Object outline annotations
_ _ _
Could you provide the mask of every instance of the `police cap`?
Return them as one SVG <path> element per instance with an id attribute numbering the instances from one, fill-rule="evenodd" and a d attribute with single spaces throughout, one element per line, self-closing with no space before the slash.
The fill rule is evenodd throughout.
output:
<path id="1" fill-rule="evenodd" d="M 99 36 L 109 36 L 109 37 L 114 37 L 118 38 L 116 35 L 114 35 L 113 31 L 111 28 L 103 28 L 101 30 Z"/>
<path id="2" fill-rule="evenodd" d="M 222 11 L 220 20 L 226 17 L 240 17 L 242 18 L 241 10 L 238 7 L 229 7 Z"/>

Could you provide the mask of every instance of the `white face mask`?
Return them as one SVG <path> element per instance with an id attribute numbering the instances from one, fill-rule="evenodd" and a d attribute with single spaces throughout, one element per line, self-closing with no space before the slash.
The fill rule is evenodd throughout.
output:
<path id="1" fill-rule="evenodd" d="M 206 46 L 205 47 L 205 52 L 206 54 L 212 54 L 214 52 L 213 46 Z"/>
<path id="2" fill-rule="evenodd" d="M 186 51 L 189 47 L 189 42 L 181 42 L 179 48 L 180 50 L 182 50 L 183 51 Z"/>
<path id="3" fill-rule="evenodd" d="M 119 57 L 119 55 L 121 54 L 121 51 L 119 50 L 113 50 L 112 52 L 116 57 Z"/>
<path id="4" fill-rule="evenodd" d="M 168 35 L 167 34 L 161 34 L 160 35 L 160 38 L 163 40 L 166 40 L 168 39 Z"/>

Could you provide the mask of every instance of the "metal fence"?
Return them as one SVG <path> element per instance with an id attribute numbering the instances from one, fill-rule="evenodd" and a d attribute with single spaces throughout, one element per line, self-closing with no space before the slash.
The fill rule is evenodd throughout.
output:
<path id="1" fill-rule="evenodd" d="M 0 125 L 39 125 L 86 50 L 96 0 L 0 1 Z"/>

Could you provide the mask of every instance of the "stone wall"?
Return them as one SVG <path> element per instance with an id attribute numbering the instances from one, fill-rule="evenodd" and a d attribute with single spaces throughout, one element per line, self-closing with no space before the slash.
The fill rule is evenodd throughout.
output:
_ _ _
STATED TASK
In the records above, how many lines contain the string "Could"? Case matters. Reply with the number alone.

FINISHED ANSWER
4